### Text

— START —

Horațiu Lasconi

Personal information
- Full name: Horațiu Victor Lasconi
- Date of birth: 8 April 1963 (age 62)
- Place of birth: Petrila, Romania
- Height: 1.78 m (5 ft 10 in)
- Position: Forward; midfielder;

Senior career*
- Years: Team / Apps / (Gls)
- 1979–1980: Jiul Petroșani / 2 / (0)
- 1980: Minerul Lupeni
- 1981–1982: Jiul Petroșani / 41 / (4)
- 1983: Chimia Râmnicu Vâlcea / 8 / (0)
- 1983–1988: Jiul Petroșani / 86 / (17)
- 1988: Steaua București / 6 / (1)
- 1989–1991: Jiul Petroșani / 64 / (12)
- Total:  / 207 / (34)

International career
- 1981: Romania U20
- 1988: Romania / 3 / (0)

Medal record
Representing Romania
FIFA World Youth Championship
| Bronze medal – third place | FIFA U-20 World Cup | 1981 Australia |

= Horațiu Lasconi =

Romanian footballer

Horațiu Victor Lasconi (born 8 April 1963) is a Romanian former footballer who played as a forward and midfielder.

==Club career==
Lasconi was born on 8 April 1963 in Petrila, Romania. He began playing football at Jiul Petroșani, making his Divizia A debut on 26 March 1980 under coach Nicolae Oaidă in a 4–0 away loss to Universitatea Cluj. He started the following season by playing in the first half for Minerul Lupeni in Divizia B, but returned to Jiul for the second half. In the middle of the 1982–83 season, Lasconi joined Chimia Râmnicu Vâlcea. After half a year, he returned to Jiul with whom he suffered a relegation to Divizia B at the end of the 1984–85 season. Lasconi stayed with the club, helping it gain promotion back to the first league after one year. However, they were relegated once again at the end of the 1986–87 season. Subsequently, he spent one more season with The Miners in the second league and then went to Steaua București. There, Lasconi scored in his debut, a 3–2 victory against FC Brașov. He played six matches and scored once under coach Anghel Iordănescu in the first half of the 1988–89 season. He left the club in the middle of the season to rejoin Jiul, but The Military Men managed to win The Double without him. Lasconi helped Jiul get promoted to the first league at the end of the season. In the following season, he scored a personal record of eight goals. However, at the end of the 1990–91 season, Jiul was relegated once again. Lasconi made his last Divizia A appearance on 16 June 1991 in Jiul's 4–0 home win over FC Brașov, totaling 200 matches with 34 goals in the competition. He retired at age 28 due to knee problems.

— END —

### Direction A
In the text about Horațiu Lasconi, which team did Steaua București beat in the match where he scored on his debut for the club?
### Direction B
Write the next part of the article on Horațiu Lasconi, picking up after its final sentence.

### Supplied data
— START —

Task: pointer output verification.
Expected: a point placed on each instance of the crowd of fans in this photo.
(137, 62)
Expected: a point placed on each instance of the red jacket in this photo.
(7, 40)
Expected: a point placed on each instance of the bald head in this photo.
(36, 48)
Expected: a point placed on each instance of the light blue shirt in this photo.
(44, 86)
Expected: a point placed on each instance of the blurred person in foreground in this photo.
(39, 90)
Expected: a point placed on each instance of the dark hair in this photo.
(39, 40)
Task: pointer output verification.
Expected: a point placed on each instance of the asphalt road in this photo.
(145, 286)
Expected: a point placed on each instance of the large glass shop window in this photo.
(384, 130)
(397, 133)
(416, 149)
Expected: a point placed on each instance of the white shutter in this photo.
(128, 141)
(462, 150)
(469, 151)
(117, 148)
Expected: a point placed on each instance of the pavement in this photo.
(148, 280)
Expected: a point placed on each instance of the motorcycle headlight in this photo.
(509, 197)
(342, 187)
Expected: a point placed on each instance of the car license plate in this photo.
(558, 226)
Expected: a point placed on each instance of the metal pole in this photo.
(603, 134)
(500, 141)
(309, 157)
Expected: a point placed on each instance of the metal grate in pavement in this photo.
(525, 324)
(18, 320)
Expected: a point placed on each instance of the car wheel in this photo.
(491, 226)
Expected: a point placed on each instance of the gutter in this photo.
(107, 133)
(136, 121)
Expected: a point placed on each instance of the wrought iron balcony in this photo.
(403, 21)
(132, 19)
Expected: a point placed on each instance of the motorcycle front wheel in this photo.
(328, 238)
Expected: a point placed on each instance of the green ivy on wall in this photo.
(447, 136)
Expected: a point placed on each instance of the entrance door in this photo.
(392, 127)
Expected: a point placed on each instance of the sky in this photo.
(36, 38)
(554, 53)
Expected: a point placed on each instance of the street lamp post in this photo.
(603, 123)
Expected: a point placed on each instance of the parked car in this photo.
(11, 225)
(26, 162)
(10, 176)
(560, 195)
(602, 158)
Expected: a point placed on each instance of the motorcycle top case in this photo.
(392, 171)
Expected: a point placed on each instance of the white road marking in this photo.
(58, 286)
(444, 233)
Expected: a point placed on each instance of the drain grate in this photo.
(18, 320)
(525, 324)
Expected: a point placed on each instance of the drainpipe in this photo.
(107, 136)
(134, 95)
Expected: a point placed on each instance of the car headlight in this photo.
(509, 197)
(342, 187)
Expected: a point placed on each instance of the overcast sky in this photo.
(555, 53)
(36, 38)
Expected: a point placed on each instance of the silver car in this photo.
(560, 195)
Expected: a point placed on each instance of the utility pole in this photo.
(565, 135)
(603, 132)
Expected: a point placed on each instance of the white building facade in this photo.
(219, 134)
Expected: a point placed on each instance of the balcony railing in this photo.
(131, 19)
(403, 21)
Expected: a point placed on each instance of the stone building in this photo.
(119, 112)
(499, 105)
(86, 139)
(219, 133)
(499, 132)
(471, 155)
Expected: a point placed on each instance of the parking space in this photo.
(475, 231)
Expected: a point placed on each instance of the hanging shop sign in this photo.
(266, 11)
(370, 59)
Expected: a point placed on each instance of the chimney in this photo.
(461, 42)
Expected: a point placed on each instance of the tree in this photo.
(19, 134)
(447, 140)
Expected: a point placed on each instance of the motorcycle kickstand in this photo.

— END —

### Final result A
FC Brașov, in a 3–2 victory.

### Final result B
==International career==
Lasconi was selected by coach Constantin Cernăianu to be part of Romania's under-20 squad for the 1981 World Youth Championship held in Australia. The team finished the tournament in third position, winning the bronze medal.

Lasconi made three appearances for Romania, all of them while playing in the second league for Jiul Petroșani. He made his debut on 6 February 1988 under coach Emerich Jenei in a 2–2 draw against Poland. His following two appearances occurred in the same year, a 2–0 loss to Ireland and a 3–3 draw against East Germany.

==Personal life==
In 2016, Lasconi received the Honorary Citizen of Petroșani title.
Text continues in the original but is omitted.